Start of Dataset excerpts

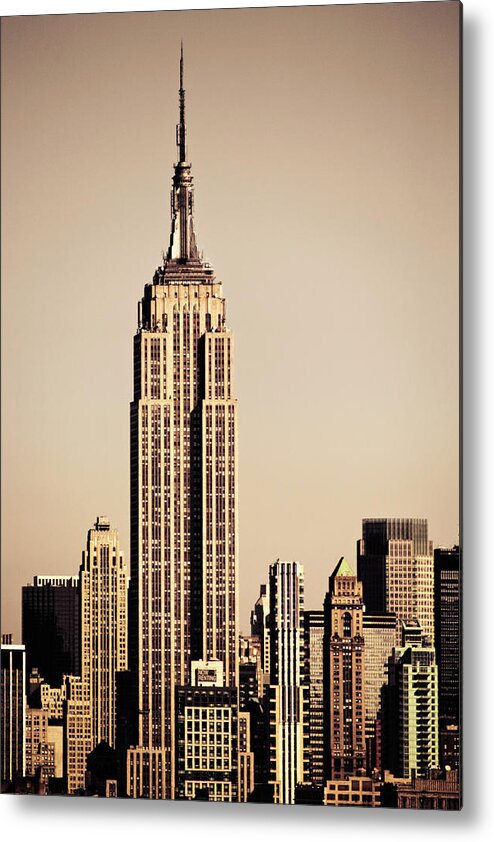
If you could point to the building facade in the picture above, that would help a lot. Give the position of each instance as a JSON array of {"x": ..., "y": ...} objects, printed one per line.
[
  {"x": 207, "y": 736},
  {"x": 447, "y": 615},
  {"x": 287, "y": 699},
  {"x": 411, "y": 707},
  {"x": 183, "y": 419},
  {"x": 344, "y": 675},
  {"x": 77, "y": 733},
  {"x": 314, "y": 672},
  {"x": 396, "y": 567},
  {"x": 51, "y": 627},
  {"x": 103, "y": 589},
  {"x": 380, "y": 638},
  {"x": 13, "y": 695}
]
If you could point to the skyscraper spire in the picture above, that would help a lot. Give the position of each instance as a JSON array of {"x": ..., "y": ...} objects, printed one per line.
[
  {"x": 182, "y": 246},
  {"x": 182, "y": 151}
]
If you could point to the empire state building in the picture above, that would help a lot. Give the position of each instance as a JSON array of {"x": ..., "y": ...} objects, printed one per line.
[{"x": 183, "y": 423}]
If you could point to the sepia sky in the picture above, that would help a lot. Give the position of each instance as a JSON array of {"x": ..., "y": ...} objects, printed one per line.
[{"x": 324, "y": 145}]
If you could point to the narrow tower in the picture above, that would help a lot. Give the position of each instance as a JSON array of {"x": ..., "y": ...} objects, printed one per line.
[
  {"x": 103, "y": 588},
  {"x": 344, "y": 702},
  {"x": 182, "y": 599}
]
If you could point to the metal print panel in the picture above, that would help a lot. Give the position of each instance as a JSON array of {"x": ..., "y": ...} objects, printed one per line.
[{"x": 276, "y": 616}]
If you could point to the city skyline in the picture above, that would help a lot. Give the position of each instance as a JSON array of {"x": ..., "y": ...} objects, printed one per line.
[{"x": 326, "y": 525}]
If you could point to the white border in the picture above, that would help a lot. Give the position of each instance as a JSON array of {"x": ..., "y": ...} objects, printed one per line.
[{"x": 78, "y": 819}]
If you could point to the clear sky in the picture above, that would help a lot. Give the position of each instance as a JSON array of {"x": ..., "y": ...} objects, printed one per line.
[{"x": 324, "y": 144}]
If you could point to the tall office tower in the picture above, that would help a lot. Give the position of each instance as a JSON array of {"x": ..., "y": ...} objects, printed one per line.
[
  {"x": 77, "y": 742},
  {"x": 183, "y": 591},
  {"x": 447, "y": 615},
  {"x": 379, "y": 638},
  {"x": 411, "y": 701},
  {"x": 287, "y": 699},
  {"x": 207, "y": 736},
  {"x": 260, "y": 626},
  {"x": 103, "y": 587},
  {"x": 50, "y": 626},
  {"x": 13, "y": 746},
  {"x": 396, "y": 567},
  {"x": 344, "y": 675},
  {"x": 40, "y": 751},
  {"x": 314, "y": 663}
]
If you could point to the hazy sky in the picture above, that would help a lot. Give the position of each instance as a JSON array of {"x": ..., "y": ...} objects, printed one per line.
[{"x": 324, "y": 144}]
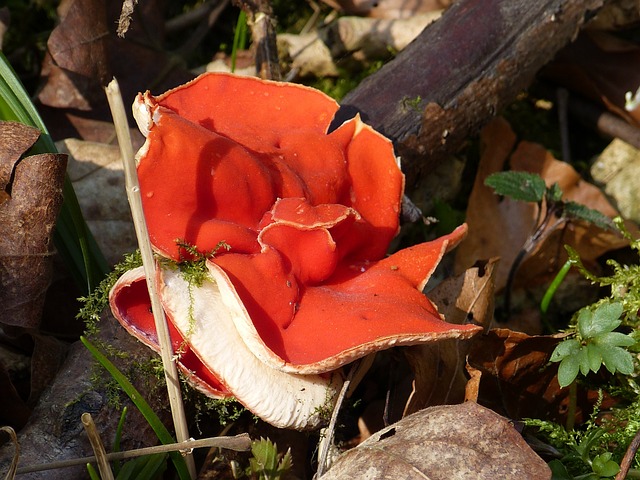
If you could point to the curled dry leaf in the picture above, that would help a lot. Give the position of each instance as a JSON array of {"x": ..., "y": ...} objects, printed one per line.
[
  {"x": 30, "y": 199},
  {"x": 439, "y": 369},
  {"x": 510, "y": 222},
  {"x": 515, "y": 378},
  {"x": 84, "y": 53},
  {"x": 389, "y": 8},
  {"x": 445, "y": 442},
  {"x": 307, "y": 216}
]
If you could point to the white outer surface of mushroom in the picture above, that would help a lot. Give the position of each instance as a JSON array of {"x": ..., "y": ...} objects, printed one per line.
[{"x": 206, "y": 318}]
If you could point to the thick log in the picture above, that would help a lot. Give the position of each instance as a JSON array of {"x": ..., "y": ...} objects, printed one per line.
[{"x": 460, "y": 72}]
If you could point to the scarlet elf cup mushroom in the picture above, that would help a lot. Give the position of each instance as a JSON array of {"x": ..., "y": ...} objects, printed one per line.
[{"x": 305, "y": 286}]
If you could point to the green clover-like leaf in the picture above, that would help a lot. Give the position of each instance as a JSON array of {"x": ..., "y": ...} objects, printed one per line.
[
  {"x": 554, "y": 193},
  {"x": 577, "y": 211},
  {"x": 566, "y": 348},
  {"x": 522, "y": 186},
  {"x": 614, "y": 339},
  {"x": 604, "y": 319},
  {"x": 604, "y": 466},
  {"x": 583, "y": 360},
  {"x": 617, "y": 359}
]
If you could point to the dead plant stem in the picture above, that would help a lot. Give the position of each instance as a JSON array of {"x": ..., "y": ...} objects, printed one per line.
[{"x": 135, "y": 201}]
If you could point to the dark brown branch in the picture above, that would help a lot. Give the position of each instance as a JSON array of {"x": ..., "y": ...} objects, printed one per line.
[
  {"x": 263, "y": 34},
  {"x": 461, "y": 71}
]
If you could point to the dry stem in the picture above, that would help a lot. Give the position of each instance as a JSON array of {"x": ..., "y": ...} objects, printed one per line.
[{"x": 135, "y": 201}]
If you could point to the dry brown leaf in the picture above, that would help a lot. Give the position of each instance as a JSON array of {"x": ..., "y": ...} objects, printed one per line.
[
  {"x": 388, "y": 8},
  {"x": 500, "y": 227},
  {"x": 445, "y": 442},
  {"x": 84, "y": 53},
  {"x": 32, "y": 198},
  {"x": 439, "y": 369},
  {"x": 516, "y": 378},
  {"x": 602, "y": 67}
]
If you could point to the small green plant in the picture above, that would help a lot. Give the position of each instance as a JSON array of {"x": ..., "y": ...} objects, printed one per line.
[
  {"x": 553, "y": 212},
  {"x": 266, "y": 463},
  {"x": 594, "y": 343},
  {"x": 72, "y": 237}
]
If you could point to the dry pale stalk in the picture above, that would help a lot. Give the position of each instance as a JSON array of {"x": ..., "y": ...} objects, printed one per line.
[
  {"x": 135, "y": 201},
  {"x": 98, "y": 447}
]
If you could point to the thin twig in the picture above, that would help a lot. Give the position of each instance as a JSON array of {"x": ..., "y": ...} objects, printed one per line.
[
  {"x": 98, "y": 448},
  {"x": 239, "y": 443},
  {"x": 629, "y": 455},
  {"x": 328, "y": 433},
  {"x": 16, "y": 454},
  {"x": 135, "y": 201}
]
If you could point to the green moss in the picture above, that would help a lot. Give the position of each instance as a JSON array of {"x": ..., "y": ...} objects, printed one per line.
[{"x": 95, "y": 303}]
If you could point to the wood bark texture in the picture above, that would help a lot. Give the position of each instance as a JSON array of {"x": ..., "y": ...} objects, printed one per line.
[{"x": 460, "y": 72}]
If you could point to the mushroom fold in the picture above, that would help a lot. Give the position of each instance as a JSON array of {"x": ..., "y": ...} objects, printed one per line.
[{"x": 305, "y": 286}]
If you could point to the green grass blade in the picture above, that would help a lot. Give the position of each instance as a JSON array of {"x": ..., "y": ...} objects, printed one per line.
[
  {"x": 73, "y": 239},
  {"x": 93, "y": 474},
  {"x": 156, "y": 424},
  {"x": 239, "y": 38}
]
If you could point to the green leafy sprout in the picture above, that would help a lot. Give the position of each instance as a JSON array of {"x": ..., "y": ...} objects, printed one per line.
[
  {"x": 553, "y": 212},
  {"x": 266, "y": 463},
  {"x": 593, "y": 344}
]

End of Dataset excerpts
Start of Dataset excerpts

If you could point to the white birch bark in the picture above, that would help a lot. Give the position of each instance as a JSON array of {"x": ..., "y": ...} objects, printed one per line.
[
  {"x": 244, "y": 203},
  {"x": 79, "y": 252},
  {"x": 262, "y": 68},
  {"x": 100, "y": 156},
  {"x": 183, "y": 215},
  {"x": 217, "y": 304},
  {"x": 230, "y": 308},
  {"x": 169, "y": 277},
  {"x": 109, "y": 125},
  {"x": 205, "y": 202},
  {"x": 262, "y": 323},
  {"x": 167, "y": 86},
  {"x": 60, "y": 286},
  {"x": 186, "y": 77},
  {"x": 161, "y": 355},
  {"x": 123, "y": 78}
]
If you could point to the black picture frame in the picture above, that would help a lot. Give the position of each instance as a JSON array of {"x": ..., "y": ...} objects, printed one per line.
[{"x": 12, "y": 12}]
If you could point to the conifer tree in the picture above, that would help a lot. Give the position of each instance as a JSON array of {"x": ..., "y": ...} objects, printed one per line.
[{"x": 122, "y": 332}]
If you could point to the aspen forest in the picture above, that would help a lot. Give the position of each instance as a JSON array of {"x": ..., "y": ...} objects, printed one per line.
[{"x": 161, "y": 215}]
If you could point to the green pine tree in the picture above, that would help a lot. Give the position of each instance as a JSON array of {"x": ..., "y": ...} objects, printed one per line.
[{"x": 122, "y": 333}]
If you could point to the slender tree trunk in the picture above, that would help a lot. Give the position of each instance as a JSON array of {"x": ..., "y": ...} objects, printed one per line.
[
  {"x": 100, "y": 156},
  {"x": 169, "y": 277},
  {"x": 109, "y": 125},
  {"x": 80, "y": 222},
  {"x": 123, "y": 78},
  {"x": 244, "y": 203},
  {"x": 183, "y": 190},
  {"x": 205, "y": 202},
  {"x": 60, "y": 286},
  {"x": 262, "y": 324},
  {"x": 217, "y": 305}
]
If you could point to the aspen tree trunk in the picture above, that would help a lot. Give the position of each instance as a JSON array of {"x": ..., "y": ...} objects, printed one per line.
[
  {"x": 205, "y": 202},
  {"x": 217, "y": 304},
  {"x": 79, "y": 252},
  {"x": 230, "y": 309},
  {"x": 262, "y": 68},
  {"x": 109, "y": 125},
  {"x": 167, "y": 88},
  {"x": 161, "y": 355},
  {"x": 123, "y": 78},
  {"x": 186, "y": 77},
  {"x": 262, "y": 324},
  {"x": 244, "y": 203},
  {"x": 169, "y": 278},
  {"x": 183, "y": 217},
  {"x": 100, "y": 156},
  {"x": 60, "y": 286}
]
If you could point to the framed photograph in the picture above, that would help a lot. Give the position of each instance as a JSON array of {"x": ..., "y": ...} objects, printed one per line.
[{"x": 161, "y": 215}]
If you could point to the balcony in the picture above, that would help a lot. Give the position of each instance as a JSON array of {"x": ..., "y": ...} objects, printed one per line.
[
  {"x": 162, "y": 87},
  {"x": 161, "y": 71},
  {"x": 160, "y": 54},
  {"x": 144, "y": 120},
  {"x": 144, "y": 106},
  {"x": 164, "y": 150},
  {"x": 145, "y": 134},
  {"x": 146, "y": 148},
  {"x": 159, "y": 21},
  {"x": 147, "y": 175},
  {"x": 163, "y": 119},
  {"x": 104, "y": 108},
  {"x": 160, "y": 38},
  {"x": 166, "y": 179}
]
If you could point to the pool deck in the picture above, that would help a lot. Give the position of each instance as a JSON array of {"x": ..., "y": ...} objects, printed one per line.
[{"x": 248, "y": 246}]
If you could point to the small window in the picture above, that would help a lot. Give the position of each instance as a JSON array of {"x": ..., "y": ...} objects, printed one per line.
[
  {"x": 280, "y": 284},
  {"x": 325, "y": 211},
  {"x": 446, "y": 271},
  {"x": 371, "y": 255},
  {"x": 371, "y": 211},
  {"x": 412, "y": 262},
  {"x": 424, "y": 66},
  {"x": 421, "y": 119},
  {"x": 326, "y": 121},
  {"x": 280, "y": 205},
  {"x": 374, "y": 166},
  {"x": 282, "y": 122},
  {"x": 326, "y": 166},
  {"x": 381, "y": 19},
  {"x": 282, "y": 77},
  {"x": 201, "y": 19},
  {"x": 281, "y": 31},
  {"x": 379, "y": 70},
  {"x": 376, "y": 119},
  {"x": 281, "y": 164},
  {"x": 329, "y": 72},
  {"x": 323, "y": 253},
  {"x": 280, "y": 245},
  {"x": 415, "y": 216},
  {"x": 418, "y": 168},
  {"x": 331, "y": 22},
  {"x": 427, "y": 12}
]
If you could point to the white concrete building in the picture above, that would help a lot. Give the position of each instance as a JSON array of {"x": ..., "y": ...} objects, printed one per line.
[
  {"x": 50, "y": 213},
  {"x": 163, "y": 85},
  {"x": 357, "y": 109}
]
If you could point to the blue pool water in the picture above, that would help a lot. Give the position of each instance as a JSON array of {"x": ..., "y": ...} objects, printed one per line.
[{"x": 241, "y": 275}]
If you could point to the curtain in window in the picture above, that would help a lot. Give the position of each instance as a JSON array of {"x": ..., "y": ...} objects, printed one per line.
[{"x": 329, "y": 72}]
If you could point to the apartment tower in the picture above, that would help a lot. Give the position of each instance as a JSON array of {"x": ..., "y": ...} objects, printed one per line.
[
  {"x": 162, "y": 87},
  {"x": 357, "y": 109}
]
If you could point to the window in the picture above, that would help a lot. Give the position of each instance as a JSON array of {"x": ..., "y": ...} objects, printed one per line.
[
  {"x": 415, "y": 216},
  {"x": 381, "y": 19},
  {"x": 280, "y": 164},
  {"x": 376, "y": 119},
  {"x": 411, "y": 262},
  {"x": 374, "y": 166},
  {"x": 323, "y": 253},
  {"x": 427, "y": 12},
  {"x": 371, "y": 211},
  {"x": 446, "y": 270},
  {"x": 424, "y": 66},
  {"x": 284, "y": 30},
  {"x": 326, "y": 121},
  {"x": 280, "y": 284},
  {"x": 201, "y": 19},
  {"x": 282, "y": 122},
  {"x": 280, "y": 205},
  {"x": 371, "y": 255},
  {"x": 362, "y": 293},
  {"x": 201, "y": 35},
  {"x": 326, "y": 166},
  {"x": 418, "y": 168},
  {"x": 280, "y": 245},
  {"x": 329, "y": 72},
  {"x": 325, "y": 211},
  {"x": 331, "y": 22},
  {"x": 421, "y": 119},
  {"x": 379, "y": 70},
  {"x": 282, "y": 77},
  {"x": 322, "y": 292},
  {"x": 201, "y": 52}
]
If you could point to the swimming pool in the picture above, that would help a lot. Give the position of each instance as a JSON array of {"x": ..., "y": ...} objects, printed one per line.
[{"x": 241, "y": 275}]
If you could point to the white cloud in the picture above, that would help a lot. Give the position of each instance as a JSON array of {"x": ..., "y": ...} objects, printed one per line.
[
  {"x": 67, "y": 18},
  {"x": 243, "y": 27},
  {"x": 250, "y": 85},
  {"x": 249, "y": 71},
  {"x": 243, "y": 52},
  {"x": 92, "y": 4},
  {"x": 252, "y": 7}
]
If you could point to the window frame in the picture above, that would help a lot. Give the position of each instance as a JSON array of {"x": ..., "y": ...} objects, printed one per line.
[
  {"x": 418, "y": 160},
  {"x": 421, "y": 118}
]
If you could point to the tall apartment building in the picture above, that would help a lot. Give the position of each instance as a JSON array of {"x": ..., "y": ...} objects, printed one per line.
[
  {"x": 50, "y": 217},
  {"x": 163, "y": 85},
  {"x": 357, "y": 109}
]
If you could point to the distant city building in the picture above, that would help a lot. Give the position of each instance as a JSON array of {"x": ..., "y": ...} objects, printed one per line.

End of Dataset excerpts
Start of Dataset excerpts

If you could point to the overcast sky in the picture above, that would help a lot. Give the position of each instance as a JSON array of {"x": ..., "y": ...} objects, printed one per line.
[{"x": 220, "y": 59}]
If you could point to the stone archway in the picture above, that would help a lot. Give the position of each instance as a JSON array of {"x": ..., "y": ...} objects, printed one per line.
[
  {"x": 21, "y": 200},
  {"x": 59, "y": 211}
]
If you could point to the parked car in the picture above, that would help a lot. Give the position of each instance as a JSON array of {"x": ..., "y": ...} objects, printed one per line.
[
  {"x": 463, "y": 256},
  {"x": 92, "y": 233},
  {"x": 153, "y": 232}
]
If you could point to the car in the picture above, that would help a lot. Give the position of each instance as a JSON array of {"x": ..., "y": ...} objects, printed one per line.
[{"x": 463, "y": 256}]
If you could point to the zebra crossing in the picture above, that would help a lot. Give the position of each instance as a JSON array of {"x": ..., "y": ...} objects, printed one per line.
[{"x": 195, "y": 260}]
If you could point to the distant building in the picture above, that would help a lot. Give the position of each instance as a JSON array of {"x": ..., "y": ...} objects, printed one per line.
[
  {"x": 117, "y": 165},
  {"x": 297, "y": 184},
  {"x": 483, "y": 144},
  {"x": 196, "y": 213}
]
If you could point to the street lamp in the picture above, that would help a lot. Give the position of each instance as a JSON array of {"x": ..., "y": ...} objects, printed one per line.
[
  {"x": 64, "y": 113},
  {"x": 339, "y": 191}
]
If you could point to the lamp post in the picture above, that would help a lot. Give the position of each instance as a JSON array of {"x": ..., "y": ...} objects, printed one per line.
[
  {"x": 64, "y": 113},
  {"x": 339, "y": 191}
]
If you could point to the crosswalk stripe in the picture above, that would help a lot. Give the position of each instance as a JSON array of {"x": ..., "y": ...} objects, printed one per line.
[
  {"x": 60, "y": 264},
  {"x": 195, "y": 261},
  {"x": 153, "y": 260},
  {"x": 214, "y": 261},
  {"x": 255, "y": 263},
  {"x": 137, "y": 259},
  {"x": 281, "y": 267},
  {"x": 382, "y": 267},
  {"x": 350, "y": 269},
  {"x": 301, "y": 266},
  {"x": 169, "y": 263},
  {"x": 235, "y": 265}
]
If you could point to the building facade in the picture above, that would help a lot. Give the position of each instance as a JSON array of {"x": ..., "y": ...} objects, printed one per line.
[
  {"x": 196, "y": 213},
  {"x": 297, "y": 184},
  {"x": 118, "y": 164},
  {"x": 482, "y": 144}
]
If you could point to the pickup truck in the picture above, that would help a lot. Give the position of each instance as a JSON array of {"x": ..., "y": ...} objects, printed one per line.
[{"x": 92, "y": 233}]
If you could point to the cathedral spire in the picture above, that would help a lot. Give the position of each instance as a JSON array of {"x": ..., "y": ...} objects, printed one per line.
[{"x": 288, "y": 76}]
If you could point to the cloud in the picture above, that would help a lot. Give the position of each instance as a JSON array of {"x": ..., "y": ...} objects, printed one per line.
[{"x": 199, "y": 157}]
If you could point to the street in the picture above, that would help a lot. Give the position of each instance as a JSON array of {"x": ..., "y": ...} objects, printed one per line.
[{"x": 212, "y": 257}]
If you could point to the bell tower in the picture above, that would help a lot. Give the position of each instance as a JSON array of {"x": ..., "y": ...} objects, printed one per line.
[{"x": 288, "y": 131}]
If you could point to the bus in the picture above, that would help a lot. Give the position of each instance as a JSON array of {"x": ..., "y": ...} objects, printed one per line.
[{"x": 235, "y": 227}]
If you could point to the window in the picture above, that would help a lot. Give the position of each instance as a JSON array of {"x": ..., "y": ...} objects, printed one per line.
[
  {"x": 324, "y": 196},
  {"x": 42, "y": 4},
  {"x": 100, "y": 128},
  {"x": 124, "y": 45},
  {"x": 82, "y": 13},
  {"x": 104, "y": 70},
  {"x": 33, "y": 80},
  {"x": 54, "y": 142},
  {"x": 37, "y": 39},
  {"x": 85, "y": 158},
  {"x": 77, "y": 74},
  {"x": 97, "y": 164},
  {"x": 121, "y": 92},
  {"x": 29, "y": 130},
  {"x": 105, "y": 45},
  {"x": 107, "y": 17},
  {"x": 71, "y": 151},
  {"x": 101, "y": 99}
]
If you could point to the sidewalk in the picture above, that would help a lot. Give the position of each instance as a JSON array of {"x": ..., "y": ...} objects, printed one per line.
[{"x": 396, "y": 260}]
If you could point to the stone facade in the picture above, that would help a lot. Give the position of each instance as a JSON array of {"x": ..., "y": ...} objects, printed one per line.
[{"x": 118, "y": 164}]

End of Dataset excerpts

**Aim**
How many lines in the listing above contain the string "tower"? Matching is case-sensitive; give only the number.

**Solution**
4